Given data:

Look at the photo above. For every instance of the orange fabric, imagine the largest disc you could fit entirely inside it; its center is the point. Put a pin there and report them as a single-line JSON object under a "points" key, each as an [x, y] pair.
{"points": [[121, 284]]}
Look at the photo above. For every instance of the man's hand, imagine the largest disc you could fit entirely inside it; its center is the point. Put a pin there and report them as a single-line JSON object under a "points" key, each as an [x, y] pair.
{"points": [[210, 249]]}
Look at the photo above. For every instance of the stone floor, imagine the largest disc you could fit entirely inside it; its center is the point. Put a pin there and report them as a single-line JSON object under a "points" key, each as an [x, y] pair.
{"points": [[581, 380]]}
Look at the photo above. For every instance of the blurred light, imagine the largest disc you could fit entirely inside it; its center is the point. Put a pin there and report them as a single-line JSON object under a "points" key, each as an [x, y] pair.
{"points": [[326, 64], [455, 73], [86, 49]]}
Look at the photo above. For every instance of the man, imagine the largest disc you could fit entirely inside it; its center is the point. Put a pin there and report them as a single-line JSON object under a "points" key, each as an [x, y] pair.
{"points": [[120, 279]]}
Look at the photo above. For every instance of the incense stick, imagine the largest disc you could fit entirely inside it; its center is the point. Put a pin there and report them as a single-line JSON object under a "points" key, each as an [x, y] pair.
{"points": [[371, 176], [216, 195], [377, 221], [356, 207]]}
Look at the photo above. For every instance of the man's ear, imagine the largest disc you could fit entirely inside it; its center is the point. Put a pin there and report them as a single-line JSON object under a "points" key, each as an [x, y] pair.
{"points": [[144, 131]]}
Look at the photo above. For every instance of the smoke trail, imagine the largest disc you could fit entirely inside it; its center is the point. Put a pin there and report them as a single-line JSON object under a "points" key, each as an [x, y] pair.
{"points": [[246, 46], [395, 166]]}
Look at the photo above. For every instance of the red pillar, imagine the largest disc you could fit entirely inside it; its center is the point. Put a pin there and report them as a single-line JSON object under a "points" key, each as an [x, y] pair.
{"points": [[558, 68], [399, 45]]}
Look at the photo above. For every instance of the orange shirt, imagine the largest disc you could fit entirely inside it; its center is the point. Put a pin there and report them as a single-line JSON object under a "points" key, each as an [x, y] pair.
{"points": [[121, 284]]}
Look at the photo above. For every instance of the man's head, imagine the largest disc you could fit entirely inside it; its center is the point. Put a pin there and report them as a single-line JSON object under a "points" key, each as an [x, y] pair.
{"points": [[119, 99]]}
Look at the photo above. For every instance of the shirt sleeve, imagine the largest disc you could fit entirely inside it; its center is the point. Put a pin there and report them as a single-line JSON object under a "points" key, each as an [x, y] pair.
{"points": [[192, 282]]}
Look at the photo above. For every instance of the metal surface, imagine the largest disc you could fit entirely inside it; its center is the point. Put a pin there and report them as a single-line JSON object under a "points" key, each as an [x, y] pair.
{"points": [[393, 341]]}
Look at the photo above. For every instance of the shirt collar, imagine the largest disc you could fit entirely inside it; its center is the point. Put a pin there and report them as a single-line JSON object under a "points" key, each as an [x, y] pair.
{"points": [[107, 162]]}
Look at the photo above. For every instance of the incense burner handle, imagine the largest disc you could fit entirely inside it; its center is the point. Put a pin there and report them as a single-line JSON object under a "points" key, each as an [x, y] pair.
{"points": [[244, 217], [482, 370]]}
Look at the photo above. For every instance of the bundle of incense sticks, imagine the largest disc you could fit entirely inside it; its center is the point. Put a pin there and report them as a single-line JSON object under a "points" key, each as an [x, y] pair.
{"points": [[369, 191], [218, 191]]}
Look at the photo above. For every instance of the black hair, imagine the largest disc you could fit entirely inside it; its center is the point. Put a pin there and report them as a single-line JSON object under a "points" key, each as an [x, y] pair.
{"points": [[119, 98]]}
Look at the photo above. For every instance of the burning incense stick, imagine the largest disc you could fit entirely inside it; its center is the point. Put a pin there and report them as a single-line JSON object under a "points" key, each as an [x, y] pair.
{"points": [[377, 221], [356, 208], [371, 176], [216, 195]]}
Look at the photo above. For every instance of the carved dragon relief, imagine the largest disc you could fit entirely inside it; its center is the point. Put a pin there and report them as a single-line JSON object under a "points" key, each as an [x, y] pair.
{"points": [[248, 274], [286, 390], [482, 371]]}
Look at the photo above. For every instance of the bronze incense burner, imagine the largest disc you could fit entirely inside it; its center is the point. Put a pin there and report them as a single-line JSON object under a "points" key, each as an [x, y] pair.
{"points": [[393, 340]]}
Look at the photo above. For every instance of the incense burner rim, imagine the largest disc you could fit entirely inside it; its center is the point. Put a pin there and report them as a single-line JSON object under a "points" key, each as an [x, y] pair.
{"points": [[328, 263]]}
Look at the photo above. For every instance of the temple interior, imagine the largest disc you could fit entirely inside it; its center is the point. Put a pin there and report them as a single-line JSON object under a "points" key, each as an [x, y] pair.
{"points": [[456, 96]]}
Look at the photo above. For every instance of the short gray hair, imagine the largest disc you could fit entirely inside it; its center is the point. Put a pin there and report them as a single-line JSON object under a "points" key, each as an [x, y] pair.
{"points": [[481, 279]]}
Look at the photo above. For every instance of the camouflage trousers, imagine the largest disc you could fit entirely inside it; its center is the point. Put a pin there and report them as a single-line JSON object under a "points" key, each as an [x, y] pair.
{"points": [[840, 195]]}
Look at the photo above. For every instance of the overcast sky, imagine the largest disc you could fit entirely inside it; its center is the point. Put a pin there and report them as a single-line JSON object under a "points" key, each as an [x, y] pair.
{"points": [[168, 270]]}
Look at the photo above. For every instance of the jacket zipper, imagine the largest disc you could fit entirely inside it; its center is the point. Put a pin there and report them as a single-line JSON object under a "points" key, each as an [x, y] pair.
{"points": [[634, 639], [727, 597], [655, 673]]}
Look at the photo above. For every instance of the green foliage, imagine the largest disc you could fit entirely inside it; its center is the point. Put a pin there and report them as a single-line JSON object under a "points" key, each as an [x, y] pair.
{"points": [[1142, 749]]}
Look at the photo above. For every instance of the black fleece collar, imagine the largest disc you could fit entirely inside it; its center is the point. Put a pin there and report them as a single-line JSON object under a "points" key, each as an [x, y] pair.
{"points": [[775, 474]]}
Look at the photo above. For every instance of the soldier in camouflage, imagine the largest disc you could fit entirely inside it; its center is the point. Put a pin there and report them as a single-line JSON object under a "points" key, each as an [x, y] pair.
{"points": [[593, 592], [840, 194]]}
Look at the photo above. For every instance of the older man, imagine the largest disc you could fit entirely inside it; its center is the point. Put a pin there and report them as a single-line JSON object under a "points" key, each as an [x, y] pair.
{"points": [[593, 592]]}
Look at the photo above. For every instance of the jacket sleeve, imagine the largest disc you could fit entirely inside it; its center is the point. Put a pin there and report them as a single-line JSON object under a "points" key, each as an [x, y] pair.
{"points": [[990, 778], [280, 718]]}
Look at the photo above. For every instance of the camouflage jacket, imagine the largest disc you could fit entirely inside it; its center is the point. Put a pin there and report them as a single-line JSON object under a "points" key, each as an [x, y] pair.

Directions for this task:
Each line from the one containing "jacket sleeve, imagine" to the end of the listing above must be printed exactly, and no other line may appear.

Completed task:
Look at the photo above. For every instance of the jacket sleeve, imagine the largest disc you could fit entirely inside it; its center is the point. Put a pin there and report them as a single-line JSON object under a "points" key, each as an [x, y] pair.
{"points": [[990, 778], [280, 718]]}
Look at the photo above. For every instance of the camouflage jacket, imagine the largest disc you could fit entirely inside it; its center is the point. Put a pin there and report them as a single-line JSON object under a "points" key, each as an [x, y] pair.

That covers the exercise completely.